# Objective
Return the records below verbatim, reproducing every line of each one without any change.

# Dataset content
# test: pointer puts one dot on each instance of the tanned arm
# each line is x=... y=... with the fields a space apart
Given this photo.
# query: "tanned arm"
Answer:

# Written solution
# test: pointer puts one dot on each instance of the tanned arm
# each line is x=... y=... with the fields a space apart
Given this photo.
# query: "tanned arm"
Answer:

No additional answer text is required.